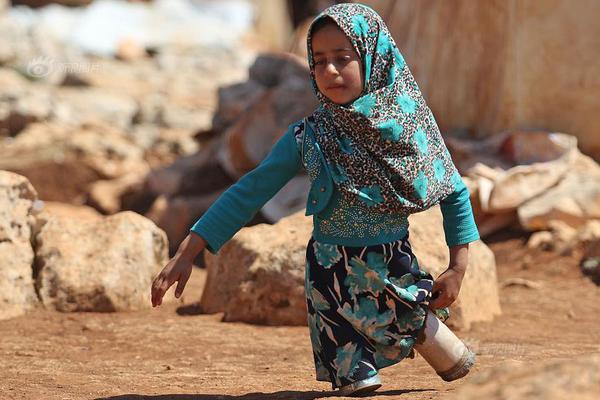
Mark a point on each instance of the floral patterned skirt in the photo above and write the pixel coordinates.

---

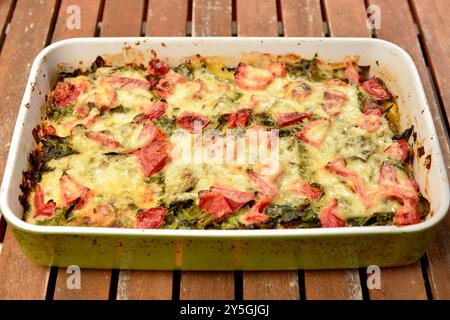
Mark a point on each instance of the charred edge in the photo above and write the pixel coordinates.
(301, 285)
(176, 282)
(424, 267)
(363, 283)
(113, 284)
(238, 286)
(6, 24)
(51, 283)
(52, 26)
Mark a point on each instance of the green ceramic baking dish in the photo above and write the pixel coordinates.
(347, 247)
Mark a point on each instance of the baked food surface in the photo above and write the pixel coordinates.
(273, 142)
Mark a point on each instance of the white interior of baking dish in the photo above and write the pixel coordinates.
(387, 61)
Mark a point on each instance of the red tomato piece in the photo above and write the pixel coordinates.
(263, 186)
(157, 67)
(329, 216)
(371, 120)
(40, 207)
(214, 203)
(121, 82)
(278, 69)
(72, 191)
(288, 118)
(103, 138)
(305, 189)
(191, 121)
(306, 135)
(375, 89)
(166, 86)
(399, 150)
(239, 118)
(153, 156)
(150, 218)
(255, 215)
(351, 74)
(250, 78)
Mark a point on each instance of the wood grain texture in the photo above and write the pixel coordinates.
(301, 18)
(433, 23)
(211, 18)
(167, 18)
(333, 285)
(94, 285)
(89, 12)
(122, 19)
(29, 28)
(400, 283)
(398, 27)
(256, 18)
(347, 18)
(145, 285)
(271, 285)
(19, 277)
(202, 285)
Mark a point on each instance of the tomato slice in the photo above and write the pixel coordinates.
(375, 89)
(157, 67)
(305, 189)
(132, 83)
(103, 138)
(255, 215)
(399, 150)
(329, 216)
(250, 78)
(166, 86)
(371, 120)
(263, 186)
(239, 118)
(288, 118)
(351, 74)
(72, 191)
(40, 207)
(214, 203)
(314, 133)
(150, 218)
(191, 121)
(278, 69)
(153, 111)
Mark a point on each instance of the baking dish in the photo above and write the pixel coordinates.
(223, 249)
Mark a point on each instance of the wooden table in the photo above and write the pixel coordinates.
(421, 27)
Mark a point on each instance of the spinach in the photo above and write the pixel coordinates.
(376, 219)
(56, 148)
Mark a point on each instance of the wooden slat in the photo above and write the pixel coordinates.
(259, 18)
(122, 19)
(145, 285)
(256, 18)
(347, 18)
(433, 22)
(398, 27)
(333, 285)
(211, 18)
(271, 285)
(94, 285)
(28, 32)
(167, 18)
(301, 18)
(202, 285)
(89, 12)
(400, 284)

_INSTRUCTIONS TO FOLLOW_:
Collect every line from the items above that contains the word "wooden".

_REPLY TO THE EXERCISE_:
Mark a point on each instance of the wooden table in the photo above and write the pixel coordinates.
Mark a point on each instance of the wooden slat in the photo above and write the pixel coordinates.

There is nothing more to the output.